* _PROVIDED TEXT_
..........

Volume 598: debated on Tuesday 7 July 2015

The 21 hospitals that have been put into special measures under the new inspection regime have recruited 458 more doctors and 1,012 more nurses, and all of them have made good progress, including the Medway and Burton hospitals.

I thank the Secretary of State for the support that he has given Medway Maritime hospital. Will he welcome the appointment of a chief quality officer at Medway hospital? It is one of only two trusts to have done that, and it is helping to improve safety and bring Medway out of special measures. Will he join me in paying tribute to the brilliant staff at Medway hospital, who are working day and night to turn things around?

I do pay tribute to them, and I welcome Dr Trisha Bain to that post. Ten years ago, that hospital had one of the worst mortality rates in the country. Since then, it has recruited nearly 100 more doctors and 83 more nurses, and has teamed up with Guy’s and St Thomas’. There is a culture of transparency and honesty about failings and a rigorous focus on improvement that were not there before. I hope that the whole House will welcome that change in culture.

..........

* _EXERCISE SET_
1. Please reproduce, word for word, the stretch of the hospital debate excerpt from "The 21 hospitals" through "turn things around?".
2. In the hospital debate excerpt, what reasons does the speaker give for asking the Secretary of State to welcome the chief quality officer appointment at Medway hospital? Answer in one to three sentences.
Work only from the hospital debate excerpt.

* _INPUT DATA_
..........

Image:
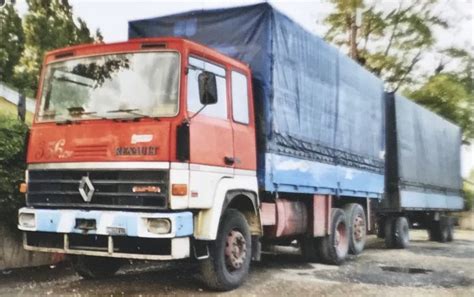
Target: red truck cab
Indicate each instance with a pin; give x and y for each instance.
(135, 151)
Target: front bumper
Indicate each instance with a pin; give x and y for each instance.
(117, 234)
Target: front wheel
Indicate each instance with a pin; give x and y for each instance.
(230, 254)
(357, 227)
(335, 246)
(96, 267)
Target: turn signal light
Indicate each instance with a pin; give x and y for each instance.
(23, 187)
(146, 189)
(179, 189)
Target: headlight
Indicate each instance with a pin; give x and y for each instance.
(158, 225)
(27, 220)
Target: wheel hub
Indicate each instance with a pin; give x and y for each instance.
(236, 250)
(340, 238)
(358, 228)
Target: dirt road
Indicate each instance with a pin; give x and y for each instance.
(425, 269)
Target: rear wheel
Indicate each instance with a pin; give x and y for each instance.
(402, 233)
(229, 255)
(442, 230)
(355, 216)
(96, 267)
(389, 231)
(450, 229)
(335, 246)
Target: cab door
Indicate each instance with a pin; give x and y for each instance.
(211, 140)
(243, 123)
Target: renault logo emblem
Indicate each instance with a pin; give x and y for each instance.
(86, 189)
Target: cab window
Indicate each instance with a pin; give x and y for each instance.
(240, 99)
(197, 66)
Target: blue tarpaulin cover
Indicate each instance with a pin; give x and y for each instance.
(423, 168)
(312, 102)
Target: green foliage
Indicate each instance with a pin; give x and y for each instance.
(11, 41)
(390, 43)
(450, 94)
(48, 25)
(12, 167)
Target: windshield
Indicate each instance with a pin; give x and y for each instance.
(111, 86)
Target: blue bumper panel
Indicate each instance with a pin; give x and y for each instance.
(132, 224)
(294, 175)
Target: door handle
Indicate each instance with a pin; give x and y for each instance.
(229, 160)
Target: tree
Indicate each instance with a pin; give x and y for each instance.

..........

* _RESPONSES BY ITEM NUMBER_
1.
The 21 hospitals that have been put into special measures under the new inspection regime have recruited 458 more doctors and 1,012 more nurses, and all of them have made good progress, including the Medway and Burton hospitals.

I thank the Secretary of State for the support that he has given Medway Maritime hospital. Will he welcome the appointment of a chief quality officer at Medway hospital? It is one of only two trusts to have done that, and it is helping to improve safety and bring Medway out of special measures. Will he join me in paying tribute to the brilliant staff at Medway hospital, who are working day and night to turn things around?

2. Medway is one of only two trusts to have appointed a chief quality officer. The appointment is helping to improve safety and bring Medway out of special measures.